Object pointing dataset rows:

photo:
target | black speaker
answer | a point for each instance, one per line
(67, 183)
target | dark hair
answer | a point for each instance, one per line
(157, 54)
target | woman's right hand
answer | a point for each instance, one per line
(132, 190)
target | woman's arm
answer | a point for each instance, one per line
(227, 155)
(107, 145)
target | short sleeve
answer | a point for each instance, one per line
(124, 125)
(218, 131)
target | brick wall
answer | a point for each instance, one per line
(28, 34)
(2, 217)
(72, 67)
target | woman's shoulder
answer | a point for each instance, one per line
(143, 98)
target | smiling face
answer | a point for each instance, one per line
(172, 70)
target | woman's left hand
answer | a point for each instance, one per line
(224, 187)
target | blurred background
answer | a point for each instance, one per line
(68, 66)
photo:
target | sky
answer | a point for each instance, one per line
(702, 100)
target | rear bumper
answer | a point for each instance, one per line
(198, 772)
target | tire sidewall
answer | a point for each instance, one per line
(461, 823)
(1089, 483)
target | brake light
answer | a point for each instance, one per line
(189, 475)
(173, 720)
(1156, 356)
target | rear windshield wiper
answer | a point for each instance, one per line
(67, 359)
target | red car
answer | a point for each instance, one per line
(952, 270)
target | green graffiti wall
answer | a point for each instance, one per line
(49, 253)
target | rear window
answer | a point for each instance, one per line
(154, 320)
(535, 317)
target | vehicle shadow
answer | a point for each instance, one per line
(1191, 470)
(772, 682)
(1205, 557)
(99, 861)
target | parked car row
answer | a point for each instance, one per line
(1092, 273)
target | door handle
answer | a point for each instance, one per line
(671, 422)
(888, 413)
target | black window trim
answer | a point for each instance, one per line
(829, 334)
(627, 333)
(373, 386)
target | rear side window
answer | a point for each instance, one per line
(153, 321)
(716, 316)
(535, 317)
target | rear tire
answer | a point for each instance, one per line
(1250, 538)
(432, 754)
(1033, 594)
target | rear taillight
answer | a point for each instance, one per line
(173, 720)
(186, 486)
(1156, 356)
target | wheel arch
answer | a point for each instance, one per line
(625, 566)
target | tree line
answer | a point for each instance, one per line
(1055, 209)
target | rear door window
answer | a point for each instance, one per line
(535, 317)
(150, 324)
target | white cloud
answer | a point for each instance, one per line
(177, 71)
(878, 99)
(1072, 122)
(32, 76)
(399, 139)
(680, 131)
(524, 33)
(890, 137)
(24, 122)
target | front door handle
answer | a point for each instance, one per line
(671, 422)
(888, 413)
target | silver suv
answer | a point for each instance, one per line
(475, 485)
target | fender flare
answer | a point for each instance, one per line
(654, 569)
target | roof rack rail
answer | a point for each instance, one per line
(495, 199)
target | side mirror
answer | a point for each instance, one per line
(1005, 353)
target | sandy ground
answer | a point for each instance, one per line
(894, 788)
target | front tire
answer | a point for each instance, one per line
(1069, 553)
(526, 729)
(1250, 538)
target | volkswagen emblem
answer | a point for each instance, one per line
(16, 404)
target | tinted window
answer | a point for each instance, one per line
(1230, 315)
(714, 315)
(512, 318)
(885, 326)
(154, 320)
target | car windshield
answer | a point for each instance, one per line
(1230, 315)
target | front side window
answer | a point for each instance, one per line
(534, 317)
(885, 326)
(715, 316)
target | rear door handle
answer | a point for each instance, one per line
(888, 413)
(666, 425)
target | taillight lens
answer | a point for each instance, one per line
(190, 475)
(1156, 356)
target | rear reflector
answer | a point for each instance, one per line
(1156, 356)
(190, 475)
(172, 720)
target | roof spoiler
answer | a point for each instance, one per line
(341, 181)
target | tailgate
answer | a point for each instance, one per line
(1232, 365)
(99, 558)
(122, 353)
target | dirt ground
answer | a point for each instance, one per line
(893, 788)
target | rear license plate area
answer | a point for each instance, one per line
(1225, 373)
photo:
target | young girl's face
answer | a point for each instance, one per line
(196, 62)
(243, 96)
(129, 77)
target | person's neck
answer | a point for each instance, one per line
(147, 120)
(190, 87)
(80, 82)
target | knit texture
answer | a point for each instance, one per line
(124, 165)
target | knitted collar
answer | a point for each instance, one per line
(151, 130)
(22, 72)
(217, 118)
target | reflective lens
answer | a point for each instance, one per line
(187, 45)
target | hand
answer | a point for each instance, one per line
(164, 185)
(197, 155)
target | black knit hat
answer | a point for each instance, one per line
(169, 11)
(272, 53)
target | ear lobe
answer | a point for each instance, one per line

■ **TASK GOAL**: Return exactly the lines from the one containing "target | dirt ground" through the last line of the records above, both included, and nothing else.

■ **THE REPLY**:
target | dirt ground
answer | a point for each instance, one per line
(893, 788)
target | rear license plate area
answer | a point for each instance, one per line
(1225, 373)
photo:
target | young girl's face
answer | a point for each instance, one per line
(196, 62)
(243, 96)
(129, 77)
target | person's neck
answer | a point for each instance, one per line
(147, 120)
(190, 87)
(80, 82)
target | knit texture
answer | a point for each instance, one per line
(124, 165)
target | knitted collar
answer | a point for each instance, one per line
(151, 130)
(22, 72)
(217, 118)
target | reflective lens
answer | a point for each instance, one per line
(187, 45)
target | hand
answer | a point for each instance, one per line
(164, 185)
(197, 155)
target | black knit hat
answer | a point for each instance, one per line
(169, 11)
(272, 53)
target | ear lobe
answer | a point for each instance, one per line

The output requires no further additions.